### WHAT YOU WILL DO
In the records below, tally the lines that contain the word "orange" and give only that number.

### DATASET ENTRIES
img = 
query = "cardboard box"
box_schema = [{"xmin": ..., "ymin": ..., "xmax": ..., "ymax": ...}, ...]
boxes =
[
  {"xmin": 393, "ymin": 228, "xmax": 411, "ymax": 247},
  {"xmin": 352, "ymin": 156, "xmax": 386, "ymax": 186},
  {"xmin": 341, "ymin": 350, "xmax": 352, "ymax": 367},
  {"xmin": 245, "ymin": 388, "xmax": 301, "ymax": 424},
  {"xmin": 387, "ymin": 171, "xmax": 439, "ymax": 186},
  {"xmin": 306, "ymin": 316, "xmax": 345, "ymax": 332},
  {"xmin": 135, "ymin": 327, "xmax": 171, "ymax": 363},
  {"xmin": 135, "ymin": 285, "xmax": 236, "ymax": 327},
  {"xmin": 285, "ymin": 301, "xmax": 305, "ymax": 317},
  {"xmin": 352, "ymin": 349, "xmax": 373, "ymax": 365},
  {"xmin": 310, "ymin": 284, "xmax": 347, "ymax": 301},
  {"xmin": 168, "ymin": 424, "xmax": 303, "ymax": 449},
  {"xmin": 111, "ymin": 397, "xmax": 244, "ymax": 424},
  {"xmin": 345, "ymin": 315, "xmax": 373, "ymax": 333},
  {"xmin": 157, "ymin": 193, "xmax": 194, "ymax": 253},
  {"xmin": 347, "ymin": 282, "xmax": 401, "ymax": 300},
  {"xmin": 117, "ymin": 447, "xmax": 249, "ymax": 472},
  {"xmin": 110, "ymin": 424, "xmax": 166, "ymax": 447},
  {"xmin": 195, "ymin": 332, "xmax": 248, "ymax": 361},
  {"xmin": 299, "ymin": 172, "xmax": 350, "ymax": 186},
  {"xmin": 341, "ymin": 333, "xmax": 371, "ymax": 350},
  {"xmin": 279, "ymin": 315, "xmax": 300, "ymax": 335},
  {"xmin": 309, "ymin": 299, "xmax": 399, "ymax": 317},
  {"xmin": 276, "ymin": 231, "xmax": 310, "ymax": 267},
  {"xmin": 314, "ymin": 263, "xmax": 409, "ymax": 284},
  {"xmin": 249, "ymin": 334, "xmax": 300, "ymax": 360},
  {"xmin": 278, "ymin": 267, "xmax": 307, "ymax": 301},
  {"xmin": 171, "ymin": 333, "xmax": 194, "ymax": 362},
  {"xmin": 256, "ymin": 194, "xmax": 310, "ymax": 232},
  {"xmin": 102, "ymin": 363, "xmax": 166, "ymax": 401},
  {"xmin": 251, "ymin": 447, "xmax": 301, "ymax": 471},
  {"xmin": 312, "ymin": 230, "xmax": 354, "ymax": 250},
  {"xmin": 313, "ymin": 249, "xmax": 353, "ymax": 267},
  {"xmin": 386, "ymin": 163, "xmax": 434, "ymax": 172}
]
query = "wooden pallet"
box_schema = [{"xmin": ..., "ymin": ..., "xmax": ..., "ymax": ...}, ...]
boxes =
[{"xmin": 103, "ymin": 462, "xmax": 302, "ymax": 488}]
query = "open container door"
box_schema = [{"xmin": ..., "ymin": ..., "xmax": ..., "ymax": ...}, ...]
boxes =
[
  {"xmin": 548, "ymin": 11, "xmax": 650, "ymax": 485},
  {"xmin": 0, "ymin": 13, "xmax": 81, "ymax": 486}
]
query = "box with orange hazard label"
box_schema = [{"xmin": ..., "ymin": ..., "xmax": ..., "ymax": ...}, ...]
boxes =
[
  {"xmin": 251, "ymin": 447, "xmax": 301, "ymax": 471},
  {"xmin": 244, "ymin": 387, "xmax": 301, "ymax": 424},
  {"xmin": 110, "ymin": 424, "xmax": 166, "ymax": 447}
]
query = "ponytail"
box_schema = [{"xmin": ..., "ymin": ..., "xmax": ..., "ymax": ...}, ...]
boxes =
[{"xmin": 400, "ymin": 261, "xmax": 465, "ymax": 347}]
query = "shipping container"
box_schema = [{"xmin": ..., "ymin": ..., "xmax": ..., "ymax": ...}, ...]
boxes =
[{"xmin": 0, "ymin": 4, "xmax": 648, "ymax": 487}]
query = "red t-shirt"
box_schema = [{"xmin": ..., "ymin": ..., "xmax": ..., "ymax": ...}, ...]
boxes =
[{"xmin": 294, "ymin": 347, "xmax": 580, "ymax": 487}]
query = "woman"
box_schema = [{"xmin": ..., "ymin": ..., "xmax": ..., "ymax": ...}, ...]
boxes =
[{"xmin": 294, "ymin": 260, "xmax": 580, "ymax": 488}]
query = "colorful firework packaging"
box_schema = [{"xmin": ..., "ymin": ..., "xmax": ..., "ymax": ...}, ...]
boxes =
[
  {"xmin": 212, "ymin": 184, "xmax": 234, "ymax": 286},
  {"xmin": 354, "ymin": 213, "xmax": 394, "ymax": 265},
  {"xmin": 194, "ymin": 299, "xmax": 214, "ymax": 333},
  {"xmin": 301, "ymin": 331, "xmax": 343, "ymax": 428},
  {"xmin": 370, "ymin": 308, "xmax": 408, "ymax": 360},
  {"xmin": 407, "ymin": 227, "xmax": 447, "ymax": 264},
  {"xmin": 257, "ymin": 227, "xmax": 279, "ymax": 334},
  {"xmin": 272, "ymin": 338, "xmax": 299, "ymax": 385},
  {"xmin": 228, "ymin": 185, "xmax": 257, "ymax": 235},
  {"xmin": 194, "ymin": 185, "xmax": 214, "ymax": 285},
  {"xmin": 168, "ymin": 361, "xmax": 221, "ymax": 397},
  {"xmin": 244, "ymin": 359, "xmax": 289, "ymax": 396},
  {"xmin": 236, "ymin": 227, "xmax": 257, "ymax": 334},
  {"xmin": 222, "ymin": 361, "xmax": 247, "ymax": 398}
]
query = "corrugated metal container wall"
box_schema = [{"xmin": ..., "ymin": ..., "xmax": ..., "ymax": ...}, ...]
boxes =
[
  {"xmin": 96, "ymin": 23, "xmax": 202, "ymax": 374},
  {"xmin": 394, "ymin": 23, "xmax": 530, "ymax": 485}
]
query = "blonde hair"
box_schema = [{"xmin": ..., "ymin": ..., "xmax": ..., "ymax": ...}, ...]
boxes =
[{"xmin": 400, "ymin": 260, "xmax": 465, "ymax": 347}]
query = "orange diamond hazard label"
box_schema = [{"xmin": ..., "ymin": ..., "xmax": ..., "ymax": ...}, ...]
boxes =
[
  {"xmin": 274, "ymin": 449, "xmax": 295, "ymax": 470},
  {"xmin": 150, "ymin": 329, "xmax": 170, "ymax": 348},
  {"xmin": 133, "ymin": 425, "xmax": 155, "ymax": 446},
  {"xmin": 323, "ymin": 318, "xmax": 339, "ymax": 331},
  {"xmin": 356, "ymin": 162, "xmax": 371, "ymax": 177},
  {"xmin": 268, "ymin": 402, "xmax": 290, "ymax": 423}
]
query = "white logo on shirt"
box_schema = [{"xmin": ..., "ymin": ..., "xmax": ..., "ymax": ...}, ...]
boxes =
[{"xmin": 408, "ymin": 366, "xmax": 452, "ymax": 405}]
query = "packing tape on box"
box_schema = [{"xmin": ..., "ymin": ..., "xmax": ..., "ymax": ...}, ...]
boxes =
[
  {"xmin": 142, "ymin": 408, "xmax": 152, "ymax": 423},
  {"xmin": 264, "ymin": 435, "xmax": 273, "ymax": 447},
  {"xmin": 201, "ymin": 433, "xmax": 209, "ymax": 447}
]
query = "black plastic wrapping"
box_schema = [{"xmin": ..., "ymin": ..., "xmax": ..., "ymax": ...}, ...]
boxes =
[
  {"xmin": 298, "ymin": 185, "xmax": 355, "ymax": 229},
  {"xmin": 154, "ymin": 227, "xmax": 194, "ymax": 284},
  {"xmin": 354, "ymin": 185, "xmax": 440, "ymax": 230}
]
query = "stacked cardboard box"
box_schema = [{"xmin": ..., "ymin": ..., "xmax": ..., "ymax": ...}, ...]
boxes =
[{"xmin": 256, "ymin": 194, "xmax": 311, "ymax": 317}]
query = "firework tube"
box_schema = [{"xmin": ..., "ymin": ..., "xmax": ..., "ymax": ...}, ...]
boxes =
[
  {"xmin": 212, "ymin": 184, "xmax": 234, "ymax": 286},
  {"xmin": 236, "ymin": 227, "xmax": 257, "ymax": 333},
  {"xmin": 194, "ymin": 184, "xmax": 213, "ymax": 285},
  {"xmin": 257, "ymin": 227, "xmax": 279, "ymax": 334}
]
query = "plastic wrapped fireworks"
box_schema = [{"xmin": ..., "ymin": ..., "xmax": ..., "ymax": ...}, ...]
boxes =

### SOLUTION FOR THIS PROBLEM
2